## Problem statement
Every line below should be repeated exactly as written.

## Exercise materials

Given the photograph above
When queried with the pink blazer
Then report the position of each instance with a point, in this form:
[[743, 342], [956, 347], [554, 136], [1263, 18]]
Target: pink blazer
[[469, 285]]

## Answer space
Given the photograph above
When queried with the pink blazer
Then report the position of each instance with a point, in this form:
[[743, 342], [956, 347], [554, 136], [1263, 18]]
Target: pink blazer
[[469, 285]]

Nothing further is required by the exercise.